▸ **REQUEST 1**
Rewrite the rows from the line containing "of the man's" through the end of the rows, swapping "arm" for "hand" and keeping everything else the same. Return only those lines.

▸ **DOCUMENT**
* * *

Ali Fethi Okyar, one of the main players in the story of Turkish nation-building passed away at the age of 62 on 7 May 1943, five years after the death of Mustafa Kemal, his closest friend and comrade-in-arms. Fethi’s last name was given by Kemal himself, who combined the words ok-(intelligence, wisdom), and yar-(friend), hence “the wise friend”.
Fethi and Kemal’s friendship formed around the ideal of modernising the Empire, drawing on the principles laid out by French thinkers: liberté, égalité, fraternité. Confronted with the current state of affairs in Turkey and the post-truth context within which she struggles to maintain the principles of democracy as a sovereign nation, I cannot help but wonder what they would have made of it.
Born into a very different world 29 years after his passing, I frequently compared my life with what my grandfather was doing at the same age. At 32, for example, I joined the engineering faculty in an academic institution, while he served as military attaché in Paris, reporting on the arms race between the world powers along with his closest aide – Mustafa Kemal.
At 39 he was detained in Bekiraga Bolugu prison in Istanbul, located in the basement of the British invaders’ High Commission. There he was paid a visit by Mustafa Kemal, and the two were said to have consulted together for two or three hours; this just days before Kemal moved to Samsun to spark the national struggle for independence. Soon after, Fethi was sent to Malta as a prisoner of war, to be released after two years in a prisoner exchange between Ankara and London. Thinking about all this, I tremble and exclaim: “what an exciting, breath-taking life story!” As the war of independence unfolded, Kemal took the position as the supreme leader, someone to be followed rather than advised as he directed the emergence of modern Turkey.

* * *

▸ **RECORD EXCERPTS**
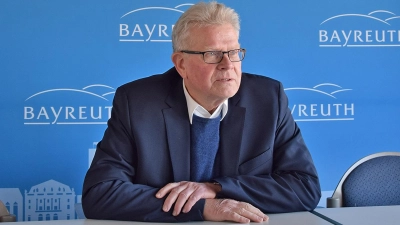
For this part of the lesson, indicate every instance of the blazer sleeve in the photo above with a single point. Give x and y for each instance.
(281, 179)
(110, 190)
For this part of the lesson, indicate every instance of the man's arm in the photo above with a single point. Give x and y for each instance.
(111, 190)
(292, 184)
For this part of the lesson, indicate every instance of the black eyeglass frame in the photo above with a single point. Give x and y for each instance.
(223, 53)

* * *

▸ **REQUEST 2**
In the essay about Ali Fethi Okyar, where was Fethi sent as a prisoner of war?

▸ **WRITTEN SOLUTION 1**
For this part of the lesson, indicate every instance of the man's hand in the photo above with a single point. Give x and y for each instance.
(111, 190)
(292, 184)
For this part of the lesson, indicate every instance of the black eyeglass frame in the photo above with a single point. Give x and y for each instance.
(223, 53)

▸ **WRITTEN SOLUTION 2**
Malta